[Referring expression data]
[Start of Attachment]

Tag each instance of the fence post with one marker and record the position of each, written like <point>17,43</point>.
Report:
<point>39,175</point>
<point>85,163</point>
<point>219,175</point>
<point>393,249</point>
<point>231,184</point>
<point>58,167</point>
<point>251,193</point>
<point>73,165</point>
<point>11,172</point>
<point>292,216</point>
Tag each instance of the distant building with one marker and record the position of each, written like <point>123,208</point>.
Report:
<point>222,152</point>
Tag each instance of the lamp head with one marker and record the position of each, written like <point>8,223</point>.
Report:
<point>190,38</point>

[End of Attachment]

Copy out every entry above exactly.

SOLUTION
Tag each instance of the fence post with one marker and record the position of each, written like <point>17,43</point>.
Report:
<point>39,175</point>
<point>85,163</point>
<point>219,175</point>
<point>393,249</point>
<point>231,184</point>
<point>58,167</point>
<point>251,193</point>
<point>73,165</point>
<point>11,172</point>
<point>292,216</point>
Tag each instance of the distant building with one marker and record the position of each, written like <point>123,208</point>.
Report:
<point>222,152</point>
Tag each instance of the lamp head with one marker and record the position of each, written like <point>8,223</point>.
Report:
<point>190,38</point>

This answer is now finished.